*Stated goal:*
Write out only the tail of the records, beginning at the line containing "The function MUST provide one marker per instance of the rifle" and including the last line, exactly as written.
BEGIN The data
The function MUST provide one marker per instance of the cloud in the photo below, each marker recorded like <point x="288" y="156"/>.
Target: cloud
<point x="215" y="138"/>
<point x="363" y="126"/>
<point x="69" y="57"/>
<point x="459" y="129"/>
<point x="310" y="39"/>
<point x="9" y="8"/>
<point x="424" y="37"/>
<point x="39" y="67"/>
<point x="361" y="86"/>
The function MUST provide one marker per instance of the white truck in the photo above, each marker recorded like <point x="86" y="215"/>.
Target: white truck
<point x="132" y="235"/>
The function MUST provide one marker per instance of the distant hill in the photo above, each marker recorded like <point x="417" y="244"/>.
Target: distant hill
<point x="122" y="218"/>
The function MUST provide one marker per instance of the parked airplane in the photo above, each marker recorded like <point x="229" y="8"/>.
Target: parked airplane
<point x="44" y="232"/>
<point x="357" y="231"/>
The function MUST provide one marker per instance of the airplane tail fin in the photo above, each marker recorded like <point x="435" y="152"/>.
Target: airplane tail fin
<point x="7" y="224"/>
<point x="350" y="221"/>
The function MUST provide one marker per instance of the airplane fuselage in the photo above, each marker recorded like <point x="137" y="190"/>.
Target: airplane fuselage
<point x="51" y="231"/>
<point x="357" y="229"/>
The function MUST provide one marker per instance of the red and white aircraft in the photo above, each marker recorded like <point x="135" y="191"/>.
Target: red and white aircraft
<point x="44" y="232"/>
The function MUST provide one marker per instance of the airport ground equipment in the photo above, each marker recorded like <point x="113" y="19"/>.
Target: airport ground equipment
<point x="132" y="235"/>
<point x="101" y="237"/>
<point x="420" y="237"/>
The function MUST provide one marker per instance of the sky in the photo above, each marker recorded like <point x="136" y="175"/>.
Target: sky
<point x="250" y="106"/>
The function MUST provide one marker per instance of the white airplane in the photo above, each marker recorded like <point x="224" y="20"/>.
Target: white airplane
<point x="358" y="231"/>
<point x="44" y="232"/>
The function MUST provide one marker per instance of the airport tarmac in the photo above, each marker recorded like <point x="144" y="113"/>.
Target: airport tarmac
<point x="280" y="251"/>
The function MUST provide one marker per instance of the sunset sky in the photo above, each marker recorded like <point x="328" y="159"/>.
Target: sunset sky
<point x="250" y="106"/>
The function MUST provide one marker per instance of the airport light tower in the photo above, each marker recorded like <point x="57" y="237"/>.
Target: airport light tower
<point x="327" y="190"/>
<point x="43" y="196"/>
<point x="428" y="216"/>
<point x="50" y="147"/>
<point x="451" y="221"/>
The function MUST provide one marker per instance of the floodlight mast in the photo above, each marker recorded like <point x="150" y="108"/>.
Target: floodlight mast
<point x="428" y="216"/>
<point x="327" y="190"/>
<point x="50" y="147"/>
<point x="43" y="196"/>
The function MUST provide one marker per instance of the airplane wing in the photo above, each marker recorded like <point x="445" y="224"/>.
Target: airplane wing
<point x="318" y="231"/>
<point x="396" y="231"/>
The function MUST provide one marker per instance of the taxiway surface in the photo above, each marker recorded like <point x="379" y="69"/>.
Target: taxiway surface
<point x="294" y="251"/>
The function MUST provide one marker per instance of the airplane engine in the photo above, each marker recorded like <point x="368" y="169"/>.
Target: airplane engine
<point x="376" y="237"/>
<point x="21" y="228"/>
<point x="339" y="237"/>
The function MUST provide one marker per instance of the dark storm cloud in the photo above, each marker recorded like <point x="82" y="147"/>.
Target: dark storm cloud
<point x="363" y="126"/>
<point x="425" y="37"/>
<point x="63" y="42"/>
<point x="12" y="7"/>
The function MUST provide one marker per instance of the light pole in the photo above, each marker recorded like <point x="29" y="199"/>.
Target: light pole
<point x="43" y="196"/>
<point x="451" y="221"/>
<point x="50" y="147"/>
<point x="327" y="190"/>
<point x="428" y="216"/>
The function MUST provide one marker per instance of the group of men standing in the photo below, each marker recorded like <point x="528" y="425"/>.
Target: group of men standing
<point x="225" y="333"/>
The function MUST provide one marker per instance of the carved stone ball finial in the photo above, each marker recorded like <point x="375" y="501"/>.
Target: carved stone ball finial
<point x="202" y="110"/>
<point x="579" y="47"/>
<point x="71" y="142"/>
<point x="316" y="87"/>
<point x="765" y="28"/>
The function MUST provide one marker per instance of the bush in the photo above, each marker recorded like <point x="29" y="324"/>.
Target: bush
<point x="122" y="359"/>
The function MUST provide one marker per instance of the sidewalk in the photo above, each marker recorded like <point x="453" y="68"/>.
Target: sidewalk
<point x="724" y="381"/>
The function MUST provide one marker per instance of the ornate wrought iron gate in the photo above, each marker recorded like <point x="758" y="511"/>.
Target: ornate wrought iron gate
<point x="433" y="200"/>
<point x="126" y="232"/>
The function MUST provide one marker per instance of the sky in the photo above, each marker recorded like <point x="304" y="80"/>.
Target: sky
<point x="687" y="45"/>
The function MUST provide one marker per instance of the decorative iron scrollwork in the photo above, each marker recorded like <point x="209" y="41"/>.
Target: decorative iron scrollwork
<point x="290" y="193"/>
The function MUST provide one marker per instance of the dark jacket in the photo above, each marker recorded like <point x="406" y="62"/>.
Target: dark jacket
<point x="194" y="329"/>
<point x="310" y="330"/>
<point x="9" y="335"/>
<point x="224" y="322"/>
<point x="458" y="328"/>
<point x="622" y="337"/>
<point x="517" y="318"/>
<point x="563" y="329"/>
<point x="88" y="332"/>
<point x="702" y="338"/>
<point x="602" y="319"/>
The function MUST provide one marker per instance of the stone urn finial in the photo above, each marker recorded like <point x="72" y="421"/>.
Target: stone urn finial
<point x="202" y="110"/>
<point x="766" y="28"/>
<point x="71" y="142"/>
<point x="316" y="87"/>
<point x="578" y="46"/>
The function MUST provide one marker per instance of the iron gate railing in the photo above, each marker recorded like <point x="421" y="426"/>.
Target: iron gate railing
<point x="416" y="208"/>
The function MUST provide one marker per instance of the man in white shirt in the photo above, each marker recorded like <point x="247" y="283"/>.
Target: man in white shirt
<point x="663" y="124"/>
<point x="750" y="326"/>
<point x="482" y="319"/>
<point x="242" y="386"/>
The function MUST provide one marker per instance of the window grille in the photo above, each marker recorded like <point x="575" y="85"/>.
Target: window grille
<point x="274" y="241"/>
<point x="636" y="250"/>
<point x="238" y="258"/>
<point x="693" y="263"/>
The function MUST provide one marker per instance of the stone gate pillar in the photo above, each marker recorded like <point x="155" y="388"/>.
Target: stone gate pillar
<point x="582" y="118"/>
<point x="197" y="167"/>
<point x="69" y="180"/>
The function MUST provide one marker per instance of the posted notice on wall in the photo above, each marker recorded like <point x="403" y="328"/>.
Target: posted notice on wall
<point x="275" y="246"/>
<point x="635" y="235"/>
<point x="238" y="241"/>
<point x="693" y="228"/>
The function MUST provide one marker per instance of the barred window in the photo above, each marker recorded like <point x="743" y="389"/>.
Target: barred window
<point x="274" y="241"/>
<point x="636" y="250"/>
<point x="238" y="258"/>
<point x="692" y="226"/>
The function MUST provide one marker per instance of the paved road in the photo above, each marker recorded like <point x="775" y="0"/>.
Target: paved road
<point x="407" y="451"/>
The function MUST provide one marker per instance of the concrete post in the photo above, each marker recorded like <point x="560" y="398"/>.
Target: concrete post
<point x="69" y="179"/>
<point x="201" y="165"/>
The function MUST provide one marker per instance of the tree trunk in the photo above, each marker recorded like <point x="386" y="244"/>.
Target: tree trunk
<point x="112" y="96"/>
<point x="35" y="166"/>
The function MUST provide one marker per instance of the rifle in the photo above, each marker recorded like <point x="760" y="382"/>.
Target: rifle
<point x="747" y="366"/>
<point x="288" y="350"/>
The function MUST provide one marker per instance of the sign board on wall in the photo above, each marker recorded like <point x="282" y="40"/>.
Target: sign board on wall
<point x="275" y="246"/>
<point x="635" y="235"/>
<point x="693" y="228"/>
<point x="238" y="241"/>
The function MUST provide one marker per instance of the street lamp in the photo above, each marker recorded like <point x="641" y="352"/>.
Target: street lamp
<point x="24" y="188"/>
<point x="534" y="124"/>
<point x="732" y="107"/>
END The data
*Solution to this problem:*
The function MUST provide one marker per instance of the rifle in the photo above, each marker recorded like <point x="760" y="382"/>.
Target: rifle
<point x="747" y="366"/>
<point x="288" y="350"/>
The function MUST provide one marker per instance of the sign board on wall in the photo above, each marker recorded like <point x="282" y="40"/>.
Target: sign board on wall
<point x="275" y="246"/>
<point x="635" y="235"/>
<point x="693" y="228"/>
<point x="238" y="241"/>
The function MUST provide one marker per instance of the street lamp in the photo above, each marker recorded like <point x="641" y="352"/>.
Target: street lamp
<point x="24" y="188"/>
<point x="534" y="124"/>
<point x="732" y="107"/>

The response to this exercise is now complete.